- _Text provided_:
%%

Aug 14, 2011 at 1:11 pm #1278015
I'm leaving on a 12 day cookless trip in the high Sierras this Tuesday, and welcome any suggestions. In particular, ideas on how to incorporate olive oil, as I don't think I can drink it straight, but it's wonderfully dense calorically. (One idea in the excellent 8/12 post by Sarah re tomato couscous).
Don't have time to figure out dehydration. Will be taking Mike Clelland!'s "no-bake groovy-riffic bars".
Any other ideas or references much appreciated.Aug 14, 2011 at 1:19 pm #1769250
Either purchase instant Quinoa flakes, or else dehydrate your own cooked Quinoa. There isn't much to figure out, and you can do it in an oven if you choose.
Once you have instant Quinoa, you can rehydrate it on the trail with either cool or warm water. Maybe add in a little olive oil, and maybe a little soup base. Actually, some pieces of turkey summer sausage would help, also.
Take along about twelve squares of Logan Bread.

%%

- _Provided records_:
%%

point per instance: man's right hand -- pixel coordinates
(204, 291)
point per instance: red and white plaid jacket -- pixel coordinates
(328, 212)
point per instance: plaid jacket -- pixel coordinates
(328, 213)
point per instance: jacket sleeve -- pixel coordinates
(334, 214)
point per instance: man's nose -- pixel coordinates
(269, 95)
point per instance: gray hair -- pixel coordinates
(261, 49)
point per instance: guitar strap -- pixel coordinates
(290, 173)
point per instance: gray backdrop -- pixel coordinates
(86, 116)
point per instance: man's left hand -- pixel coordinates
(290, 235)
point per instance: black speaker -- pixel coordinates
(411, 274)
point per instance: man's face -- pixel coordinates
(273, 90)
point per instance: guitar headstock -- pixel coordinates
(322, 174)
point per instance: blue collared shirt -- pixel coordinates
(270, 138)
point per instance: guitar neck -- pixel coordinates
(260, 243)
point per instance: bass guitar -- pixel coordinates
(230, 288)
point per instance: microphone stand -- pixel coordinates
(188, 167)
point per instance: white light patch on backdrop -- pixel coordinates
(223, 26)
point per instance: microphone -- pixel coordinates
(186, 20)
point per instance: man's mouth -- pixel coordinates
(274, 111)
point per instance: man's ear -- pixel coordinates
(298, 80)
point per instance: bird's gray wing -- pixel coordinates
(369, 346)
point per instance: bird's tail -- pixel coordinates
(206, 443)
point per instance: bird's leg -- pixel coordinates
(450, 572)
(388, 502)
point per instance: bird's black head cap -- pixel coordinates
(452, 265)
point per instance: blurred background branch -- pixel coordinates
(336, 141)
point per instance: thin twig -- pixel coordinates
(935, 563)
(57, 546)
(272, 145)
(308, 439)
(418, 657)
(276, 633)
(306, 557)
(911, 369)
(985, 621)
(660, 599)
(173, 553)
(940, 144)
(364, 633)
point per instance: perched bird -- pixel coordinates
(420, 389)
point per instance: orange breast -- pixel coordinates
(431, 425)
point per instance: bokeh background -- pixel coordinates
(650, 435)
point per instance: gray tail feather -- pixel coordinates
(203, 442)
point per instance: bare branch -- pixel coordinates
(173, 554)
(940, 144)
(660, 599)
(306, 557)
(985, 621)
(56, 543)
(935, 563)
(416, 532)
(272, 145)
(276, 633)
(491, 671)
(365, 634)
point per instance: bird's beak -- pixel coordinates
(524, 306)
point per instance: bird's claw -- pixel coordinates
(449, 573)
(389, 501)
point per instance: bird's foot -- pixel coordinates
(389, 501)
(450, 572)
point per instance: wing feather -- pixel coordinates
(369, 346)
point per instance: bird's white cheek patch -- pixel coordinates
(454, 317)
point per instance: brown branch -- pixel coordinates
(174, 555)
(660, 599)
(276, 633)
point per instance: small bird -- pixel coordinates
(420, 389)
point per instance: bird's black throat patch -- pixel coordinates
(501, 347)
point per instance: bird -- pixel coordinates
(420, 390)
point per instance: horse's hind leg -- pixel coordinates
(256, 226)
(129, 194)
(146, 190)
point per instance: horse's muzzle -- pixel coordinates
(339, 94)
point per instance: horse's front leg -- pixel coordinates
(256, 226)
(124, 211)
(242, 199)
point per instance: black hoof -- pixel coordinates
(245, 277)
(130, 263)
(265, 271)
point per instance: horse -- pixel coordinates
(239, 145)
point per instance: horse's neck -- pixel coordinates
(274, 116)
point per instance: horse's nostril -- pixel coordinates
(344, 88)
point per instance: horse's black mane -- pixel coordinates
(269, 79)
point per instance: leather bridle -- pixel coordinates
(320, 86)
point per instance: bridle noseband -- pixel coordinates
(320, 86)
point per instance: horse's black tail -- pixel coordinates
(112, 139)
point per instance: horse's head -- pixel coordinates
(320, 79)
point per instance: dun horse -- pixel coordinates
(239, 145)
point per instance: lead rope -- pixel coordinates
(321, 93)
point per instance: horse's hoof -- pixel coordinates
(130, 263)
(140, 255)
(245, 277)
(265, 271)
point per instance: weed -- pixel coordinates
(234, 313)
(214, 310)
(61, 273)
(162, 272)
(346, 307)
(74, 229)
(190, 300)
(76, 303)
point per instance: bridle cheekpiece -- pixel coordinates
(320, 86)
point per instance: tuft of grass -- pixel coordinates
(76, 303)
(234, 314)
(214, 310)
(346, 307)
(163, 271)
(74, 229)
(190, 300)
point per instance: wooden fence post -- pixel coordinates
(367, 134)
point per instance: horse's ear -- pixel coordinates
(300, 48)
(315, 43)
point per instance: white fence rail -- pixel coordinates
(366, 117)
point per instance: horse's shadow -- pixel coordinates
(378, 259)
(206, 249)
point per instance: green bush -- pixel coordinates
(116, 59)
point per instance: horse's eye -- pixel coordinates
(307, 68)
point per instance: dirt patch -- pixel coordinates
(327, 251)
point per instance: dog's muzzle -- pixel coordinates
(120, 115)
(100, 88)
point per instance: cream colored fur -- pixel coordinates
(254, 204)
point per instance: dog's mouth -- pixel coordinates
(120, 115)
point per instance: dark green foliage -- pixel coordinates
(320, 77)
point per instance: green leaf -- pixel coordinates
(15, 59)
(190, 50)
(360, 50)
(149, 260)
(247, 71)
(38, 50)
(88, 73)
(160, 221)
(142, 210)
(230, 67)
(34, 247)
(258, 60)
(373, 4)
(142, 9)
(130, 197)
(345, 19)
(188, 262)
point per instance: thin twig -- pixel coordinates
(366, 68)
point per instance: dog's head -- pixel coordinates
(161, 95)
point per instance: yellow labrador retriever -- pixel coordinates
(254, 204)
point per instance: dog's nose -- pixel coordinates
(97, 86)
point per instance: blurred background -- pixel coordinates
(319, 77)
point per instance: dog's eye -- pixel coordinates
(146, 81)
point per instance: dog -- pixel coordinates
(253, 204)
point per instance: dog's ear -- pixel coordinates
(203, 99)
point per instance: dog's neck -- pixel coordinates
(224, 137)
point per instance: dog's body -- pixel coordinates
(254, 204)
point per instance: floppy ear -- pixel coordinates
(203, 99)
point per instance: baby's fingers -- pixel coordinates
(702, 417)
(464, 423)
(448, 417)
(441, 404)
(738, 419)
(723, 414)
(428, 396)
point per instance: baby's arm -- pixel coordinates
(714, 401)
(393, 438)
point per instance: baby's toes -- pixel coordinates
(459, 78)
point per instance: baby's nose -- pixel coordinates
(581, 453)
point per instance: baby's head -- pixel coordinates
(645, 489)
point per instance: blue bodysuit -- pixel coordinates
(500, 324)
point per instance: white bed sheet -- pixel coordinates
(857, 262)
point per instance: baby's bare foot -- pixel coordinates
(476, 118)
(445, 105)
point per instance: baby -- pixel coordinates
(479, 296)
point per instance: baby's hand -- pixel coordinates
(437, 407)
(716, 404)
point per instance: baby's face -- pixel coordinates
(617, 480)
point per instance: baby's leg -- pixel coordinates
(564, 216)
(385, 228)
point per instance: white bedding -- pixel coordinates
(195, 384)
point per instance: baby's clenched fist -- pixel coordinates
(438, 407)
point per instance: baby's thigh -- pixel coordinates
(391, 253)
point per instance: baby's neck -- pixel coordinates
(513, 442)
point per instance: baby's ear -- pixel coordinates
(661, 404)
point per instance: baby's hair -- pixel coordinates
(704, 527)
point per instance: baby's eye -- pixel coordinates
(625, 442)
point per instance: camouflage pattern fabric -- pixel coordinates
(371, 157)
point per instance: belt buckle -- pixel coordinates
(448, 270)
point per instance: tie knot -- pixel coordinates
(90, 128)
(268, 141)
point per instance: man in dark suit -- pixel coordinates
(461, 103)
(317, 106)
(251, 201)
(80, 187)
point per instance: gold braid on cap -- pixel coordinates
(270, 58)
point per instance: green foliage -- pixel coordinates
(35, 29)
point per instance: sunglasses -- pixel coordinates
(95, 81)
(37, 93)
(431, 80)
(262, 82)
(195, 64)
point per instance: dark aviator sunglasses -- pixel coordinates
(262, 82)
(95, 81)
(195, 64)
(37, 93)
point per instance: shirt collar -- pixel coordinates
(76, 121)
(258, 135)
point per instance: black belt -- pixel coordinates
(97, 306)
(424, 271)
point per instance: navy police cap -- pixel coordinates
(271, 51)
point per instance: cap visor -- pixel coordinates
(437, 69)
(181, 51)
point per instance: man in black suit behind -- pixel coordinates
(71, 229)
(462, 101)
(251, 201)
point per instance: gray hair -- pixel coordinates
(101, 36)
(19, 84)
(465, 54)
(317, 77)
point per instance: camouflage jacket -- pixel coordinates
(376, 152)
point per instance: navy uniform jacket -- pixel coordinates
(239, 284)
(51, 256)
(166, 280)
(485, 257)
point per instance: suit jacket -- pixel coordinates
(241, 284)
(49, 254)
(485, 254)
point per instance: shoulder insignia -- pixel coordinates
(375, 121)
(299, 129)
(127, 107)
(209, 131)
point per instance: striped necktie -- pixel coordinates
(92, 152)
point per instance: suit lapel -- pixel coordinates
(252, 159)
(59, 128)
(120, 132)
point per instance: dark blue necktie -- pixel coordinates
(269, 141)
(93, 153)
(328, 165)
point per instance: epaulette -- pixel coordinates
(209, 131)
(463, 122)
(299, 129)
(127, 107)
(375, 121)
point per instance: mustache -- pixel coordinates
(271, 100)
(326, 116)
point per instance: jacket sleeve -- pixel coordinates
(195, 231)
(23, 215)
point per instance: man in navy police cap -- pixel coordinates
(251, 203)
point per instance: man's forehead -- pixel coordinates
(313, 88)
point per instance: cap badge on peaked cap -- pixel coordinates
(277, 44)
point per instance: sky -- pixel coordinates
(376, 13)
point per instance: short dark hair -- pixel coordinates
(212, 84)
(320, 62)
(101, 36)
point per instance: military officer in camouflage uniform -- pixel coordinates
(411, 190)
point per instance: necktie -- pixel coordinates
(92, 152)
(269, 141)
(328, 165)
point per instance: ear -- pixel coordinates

%%

- _Your instructions_: Reproduce, word for word and in full, the forum discussion on cookless meals for a Sierra trip.

- _Answer to this task_:
Aug 14, 2011 at 1:11 pm #1278015
I'm leaving on a 12 day cookless trip in the high Sierras this Tuesday, and welcome any suggestions. In particular, ideas on how to incorporate olive oil, as I don't think I can drink it straight, but it's wonderfully dense calorically. (One idea in the excellent 8/12 post by Sarah re tomato couscous).
Don't have time to figure out dehydration. Will be taking Mike Clelland!'s "no-bake groovy-riffic bars".
Any other ideas or references much appreciated.Aug 14, 2011 at 1:19 pm #1769250
Either purchase instant Quinoa flakes, or else dehydrate your own cooked Quinoa. There isn't much to figure out, and you can do it in an oven if you choose.
Once you have instant Quinoa, you can rehydrate it on the trail with either cool or warm water. Maybe add in a little olive oil, and maybe a little soup base. Actually, some pieces of turkey summer sausage would help, also.
Take along about twelve squares of Logan Bread.